Answer these questions about the dialogue on the word "vice":
1. Which form does Edgar say is correct instead of "visa-versa"?
2. What does the other bottle Maury points to have instead of a cork?
3. Which Latin root does Maury give for "vice," and what does it mean?
:: Source text
Edgar looked up. “That’s vice-versa, my delicious, not visa-versa.”

“I know that! And you know I know that. I was just making a pun. Since I am not averse to a vice.”

“Well, speaking of screws, have you got one, comma, cork?”

“Oh, give me that bottle,” said Marilyn. “I have a way of extracting the cork without one.”

“Perhaps not here, darling…”

“No, not that!” Marilyn giggled. “I just need a shoe…”

“There’s another bottle over there,” Maury said, pointing offstage right, “with a screwcap. I wouldn’t want to damage the immovables.” (He knew what Marilyn was about to do: www.youtube.com/watch?v=YAx2TXt1v_I. Don’t worry, it’s not naughty.)

Edgar trotted off after the other bottle. Marilyn contemplated the unopened one she held. “Well, of all the vices to be in the grip of, this is one of the better ones… Say, isn’t that the origin of our use of vice for something like this? It puts the screws to you?”

“In fact not,” Maury said. “It’s a different Latin root: vitium, ‘fault, defect’. So that rather vitiates that link, appealing as it may be.”

“Well, how vicious,” Marilyn said, pouting slightly.
::::
:: Excerpted records
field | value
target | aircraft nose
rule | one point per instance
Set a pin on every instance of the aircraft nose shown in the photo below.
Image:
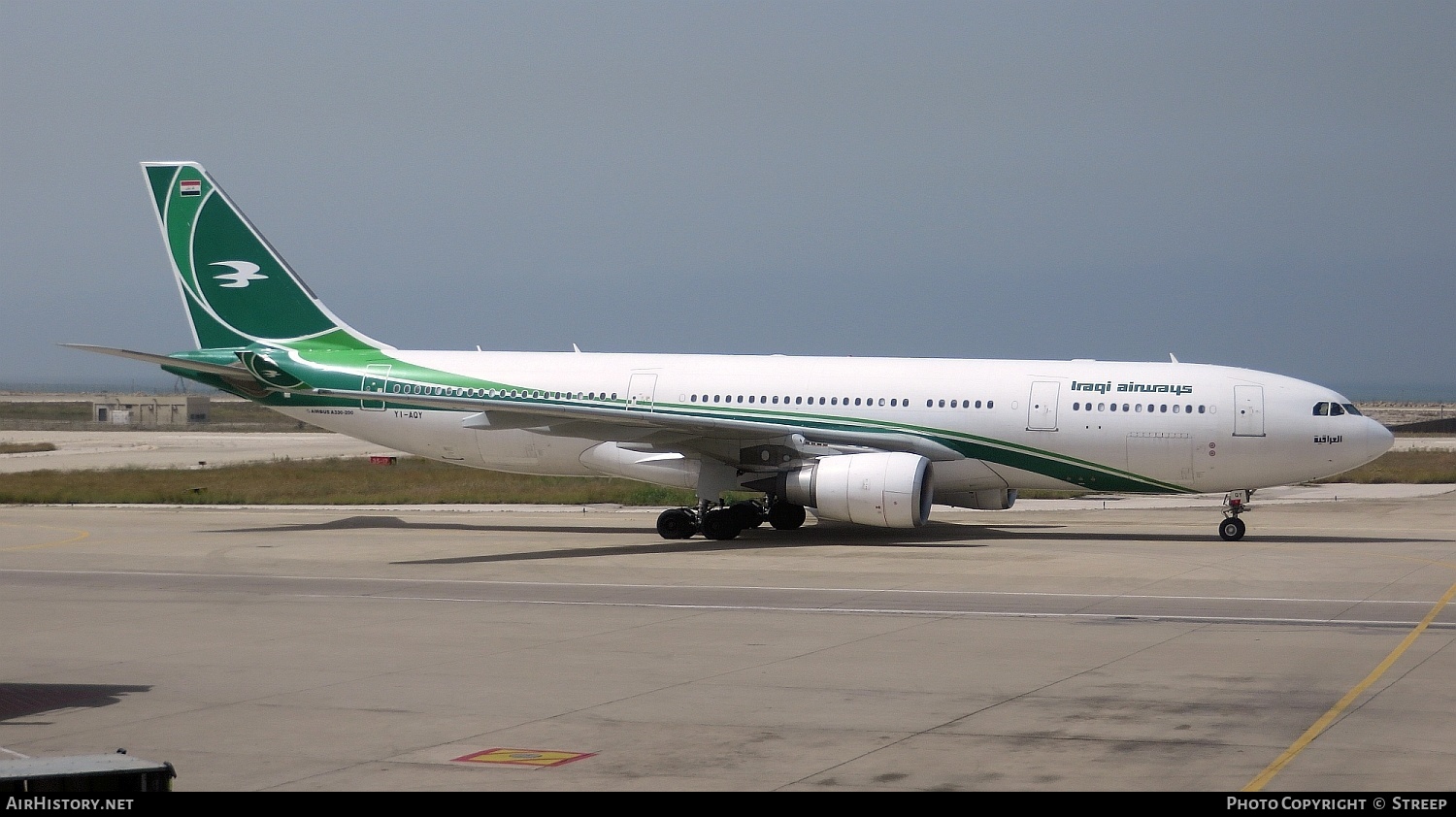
(1377, 439)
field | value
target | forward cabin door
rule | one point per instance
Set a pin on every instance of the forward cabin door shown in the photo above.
(1248, 407)
(1042, 408)
(640, 390)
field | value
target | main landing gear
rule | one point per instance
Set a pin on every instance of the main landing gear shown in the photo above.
(727, 522)
(1232, 528)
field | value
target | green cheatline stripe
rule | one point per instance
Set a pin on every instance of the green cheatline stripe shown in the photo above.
(343, 369)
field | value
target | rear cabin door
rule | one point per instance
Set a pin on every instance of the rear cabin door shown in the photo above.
(376, 378)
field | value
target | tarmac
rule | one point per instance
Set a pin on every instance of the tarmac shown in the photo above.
(1100, 644)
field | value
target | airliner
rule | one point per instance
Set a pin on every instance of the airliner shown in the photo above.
(862, 441)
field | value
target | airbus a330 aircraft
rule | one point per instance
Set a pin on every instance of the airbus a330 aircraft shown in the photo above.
(864, 441)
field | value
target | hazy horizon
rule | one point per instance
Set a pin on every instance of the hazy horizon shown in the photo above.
(1267, 185)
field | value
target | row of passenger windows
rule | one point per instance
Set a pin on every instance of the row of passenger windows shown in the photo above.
(1149, 408)
(800, 401)
(454, 392)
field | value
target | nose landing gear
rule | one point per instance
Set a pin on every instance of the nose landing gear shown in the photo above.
(1232, 528)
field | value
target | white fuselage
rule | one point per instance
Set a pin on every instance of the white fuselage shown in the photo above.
(1191, 427)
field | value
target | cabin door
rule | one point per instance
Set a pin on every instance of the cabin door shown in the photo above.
(376, 378)
(640, 390)
(1042, 407)
(1248, 407)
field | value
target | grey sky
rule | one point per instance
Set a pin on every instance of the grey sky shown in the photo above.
(1254, 183)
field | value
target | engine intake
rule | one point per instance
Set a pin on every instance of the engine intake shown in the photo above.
(884, 490)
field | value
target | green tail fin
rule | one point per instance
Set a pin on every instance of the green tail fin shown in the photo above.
(236, 288)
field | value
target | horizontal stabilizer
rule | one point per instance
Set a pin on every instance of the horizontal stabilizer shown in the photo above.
(165, 360)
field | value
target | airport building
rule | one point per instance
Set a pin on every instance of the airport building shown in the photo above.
(150, 409)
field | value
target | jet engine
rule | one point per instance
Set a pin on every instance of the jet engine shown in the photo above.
(885, 490)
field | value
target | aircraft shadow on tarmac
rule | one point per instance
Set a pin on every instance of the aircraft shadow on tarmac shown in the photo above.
(20, 700)
(821, 535)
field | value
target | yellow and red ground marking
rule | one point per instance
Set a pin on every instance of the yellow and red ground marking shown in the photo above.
(523, 758)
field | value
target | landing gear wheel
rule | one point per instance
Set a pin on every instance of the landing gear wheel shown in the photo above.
(1231, 529)
(748, 513)
(786, 516)
(721, 523)
(676, 523)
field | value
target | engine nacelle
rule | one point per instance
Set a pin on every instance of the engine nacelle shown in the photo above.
(887, 490)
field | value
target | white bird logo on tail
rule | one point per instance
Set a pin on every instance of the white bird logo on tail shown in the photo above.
(242, 274)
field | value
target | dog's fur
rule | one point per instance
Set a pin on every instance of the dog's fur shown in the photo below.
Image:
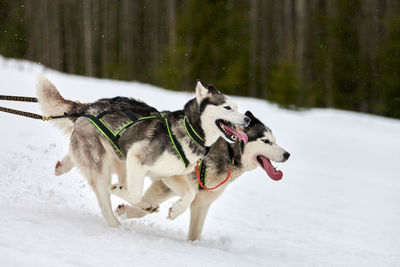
(217, 162)
(147, 145)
::::
[Answer to this problem]
1. "Vice-versa."
2. A screwcap.
3. Vitium, meaning "fault, defect."